#### WHAT IS REQUIRED
Using the exact wording, repeat every line of the material.

#### SOURCE DATA
::::::::
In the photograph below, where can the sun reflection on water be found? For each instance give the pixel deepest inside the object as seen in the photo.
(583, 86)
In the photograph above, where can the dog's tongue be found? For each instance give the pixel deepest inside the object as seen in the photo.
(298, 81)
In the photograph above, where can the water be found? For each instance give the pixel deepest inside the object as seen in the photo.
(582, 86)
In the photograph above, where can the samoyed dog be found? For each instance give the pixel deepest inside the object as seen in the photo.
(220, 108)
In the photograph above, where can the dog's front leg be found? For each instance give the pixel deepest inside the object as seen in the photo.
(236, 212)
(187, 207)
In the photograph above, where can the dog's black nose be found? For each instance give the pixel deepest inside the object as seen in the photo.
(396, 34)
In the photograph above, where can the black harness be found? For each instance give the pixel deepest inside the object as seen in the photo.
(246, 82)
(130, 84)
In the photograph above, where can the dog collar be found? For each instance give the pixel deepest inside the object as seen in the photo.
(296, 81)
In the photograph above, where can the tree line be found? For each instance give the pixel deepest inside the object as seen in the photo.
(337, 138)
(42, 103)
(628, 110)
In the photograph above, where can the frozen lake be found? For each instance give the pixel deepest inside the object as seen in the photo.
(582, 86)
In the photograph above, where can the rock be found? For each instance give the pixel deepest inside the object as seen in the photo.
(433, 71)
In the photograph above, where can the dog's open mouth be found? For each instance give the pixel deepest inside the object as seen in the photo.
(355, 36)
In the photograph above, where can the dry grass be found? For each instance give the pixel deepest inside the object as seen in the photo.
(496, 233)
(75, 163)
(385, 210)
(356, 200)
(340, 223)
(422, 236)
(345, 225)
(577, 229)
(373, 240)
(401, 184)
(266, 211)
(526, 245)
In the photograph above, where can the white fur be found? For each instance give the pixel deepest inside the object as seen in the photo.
::::::::
#### REPLY
In the photograph below, where can the sun reflection on water be found? For each instance give the pixel deepest inside the object as seen in the photo.
(583, 86)
In the photograph above, where can the dog's tongue be found? For each instance give the pixel deepest inside the object as seen in the photo.
(298, 81)
In the photograph above, where can the water be found? For each instance give the pixel deepest inside the object as seen in the photo.
(582, 86)
In the photograph above, where can the samoyed dog be found? For each instance give the pixel deepest inside the object as seen in the photo.
(220, 108)
In the photograph above, where can the dog's front leg be found? For each instance give the pixel deepest inside the object as seen in the photo.
(236, 212)
(187, 207)
In the photograph above, where can the dog's black nose be found? For each instance give the pixel deepest inside the object as seen in the photo.
(396, 34)
In the photograph above, where can the black harness be found? For each instance give the pixel deepest inside the object as seen in the photo.
(246, 82)
(130, 84)
In the photograph above, where can the dog collar be found? For each instance give the pixel deepest inside the object as seen in the photo.
(296, 81)
In the photograph above, where can the tree line be found? For each instance give the pixel deepest inside the object as seen in the photo.
(337, 138)
(42, 103)
(628, 110)
In the photograph above, where can the frozen lake be found? For each instance give the pixel deepest inside the object as seen in the photo.
(582, 86)
In the photograph above, where can the rock be found? For each instance give the pixel deepest inside the object as seen in the photo.
(433, 71)
In the photograph above, where can the dog's open mouth be found? For each instance give the pixel deepest inside the object as seen in the photo.
(355, 36)
In the photograph above, where can the dry grass be found? For each instance give the pixel deepest inside the object as seen in the photo.
(496, 233)
(75, 163)
(385, 210)
(356, 200)
(340, 223)
(422, 236)
(345, 225)
(577, 229)
(373, 240)
(401, 184)
(266, 211)
(526, 245)
In the photograph above, where can the white fur be found? For each instance give the pixel deepest inside the object as seen in the photo.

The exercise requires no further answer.